* Exercises to complete *
1. Answer these questions from the polenta pizza recipe, one per line:
(a) How many cups of water does the ingredient list call for?
(b) At what temperature is the polenta baked?
(c) What flavor was the dried seaweed the writer used?
2. In the polenta pizza recipe, why did the writer have a hard time getting the pizza out of the pan? Explain in one to three sentences.

* Provided text *
====
2. After about twenty minutes add the canned goods. Ladle into a serving bowl and add mustard.
The mustard really made it for me. Otherwise it was kind of a bland dish. You could always make this into a curry or serve it with bread. I just didn’t have either of those.
This week I made a polenta pizza with hummus, olives, salad greens, sprouts, and seaweed. It was pretty tasty and filled with yummy, healthy things.
Adapted from The Essential Vegetarian Cookbook
- 1 cup polenta (cornmeal)
- 4 cups water
- hummus (I made homemade hummus earlier in the week, you can use store bought or make your own)
- kalamata olives, sliced
- salad greens
- clover sprouts
- dried seaweed (nori, mine was green tea flavor)
- carrots, peeled and julienned
1. Bring 4 cups of water or vegetable stock to the boil. Reduce the heat and whisk in 1 cup coarse polenta (cornmeal). Continue whisking 5 minutes. Replace whisk with a wooden soon and stir until spoon can stand and polenta comes away from sides of pan. Stir in two tablespoons of softened Earth Balance and season with salt and pepper.
2. Spread the mixture over the base of a deep pizza tray (I used a spring form pan because I don’t own a pizza pan). Set aside to cool (this step is essential, I forgot to do this and I think it messed things up a little). Brush the polenta with oil and bake in a preheated oven 400º for ten minutes.
3. Remove the polenta from the oven and spread hummus on top (now, I would suggest cooking the polenta for a little longer and making sure your hummus is room temperature, I had some difficulty spreading it). Top with olives and carrots. Bake for another twenty minutes. Then add salad greens, sprouts, and seaweed.
I had a really difficult time removing mine from the pan. I think this was because I didn’t let my polenta cool down before putting it in the oven again.
====
* Extracted data *
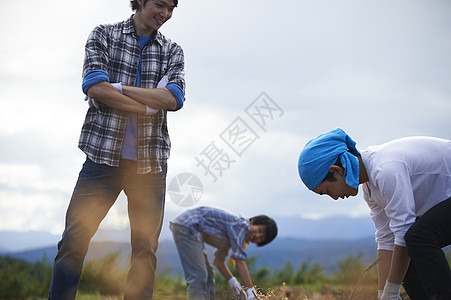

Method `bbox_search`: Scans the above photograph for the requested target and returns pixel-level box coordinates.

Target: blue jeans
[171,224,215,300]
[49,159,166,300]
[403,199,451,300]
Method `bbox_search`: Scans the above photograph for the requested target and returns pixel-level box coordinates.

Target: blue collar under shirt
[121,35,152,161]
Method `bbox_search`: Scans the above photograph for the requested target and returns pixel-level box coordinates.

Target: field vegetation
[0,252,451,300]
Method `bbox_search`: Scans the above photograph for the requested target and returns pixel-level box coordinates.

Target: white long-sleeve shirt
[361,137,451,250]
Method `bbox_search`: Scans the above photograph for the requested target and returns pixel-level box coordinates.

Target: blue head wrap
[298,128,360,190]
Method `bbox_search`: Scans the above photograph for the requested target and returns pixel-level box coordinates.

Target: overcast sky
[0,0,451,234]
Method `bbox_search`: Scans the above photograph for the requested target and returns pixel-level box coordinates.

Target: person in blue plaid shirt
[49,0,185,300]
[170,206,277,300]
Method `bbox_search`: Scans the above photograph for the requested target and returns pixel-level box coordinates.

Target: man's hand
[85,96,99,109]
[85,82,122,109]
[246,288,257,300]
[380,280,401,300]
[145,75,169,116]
====
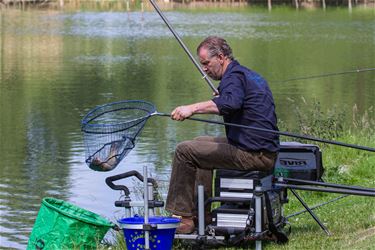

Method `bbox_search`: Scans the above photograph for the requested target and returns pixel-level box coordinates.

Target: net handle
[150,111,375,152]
====
* Set of answers *
1.
(a) 4 cups
(b) 400º
(c) Green tea flavor

2. The writer thinks it happened because the polenta was not left to cool before it went back into the oven. The recipe calls this cooling step essential, and the writer forgot to do it.